> [Exercise directions]:
Look for the word "wall" in the entries below, then copy every line that has it.

> [Data under study]:
- - - - - - -
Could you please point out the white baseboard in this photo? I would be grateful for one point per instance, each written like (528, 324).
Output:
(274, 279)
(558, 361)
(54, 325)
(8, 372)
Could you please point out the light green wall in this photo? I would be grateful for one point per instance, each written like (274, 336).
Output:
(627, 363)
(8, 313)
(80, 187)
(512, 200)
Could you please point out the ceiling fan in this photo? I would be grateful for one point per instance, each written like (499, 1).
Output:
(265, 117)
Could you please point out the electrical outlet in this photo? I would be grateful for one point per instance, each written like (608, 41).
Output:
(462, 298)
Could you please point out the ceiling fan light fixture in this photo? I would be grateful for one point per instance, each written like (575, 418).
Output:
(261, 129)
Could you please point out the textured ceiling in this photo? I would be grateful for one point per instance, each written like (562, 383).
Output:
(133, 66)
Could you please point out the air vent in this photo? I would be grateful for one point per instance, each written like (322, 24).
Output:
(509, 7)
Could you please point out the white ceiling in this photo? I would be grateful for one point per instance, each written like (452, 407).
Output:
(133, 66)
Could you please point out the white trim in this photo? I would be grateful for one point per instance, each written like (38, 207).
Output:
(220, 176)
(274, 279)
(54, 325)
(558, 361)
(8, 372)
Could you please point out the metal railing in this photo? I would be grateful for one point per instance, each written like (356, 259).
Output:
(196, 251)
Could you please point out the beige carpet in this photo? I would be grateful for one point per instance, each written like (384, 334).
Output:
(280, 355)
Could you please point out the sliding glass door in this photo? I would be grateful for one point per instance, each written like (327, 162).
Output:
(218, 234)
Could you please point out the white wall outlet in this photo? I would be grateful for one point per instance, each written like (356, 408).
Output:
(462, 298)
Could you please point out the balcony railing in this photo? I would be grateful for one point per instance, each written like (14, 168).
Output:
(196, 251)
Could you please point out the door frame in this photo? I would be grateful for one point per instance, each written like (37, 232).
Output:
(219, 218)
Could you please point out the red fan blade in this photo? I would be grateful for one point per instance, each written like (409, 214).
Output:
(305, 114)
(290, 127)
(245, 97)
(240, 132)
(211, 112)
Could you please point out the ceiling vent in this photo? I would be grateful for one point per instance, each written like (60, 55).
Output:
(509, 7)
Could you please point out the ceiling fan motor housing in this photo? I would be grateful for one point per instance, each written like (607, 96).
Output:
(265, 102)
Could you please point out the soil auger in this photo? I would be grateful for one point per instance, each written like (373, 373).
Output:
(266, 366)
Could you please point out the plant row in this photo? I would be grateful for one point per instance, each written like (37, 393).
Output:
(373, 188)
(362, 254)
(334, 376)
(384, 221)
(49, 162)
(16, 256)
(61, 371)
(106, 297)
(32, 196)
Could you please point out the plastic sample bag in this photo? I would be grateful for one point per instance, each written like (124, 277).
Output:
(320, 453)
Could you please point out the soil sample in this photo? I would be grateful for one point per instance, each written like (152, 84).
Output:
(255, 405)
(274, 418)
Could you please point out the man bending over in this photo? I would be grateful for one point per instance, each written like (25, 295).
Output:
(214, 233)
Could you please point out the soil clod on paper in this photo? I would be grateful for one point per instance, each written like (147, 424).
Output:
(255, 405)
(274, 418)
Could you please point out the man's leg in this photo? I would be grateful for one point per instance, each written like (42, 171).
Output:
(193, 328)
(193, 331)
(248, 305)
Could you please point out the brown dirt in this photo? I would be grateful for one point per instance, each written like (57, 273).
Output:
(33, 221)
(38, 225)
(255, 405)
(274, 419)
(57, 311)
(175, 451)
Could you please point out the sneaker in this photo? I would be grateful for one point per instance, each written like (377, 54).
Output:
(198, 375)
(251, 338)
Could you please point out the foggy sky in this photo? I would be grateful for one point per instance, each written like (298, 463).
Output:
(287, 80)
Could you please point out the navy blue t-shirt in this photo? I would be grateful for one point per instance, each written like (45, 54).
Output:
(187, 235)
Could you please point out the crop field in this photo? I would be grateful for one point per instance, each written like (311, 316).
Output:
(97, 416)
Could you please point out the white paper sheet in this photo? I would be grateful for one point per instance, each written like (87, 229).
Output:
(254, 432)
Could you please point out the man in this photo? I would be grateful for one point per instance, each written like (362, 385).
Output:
- - - - - - -
> [Task solution]:
Could you please point out the light green wall in this photo? I would be grateful for one point per instance, each written like (274, 336).
Could you please point out the white wall outlet in this photo? I would be grateful for one point per instance, each written like (356, 408).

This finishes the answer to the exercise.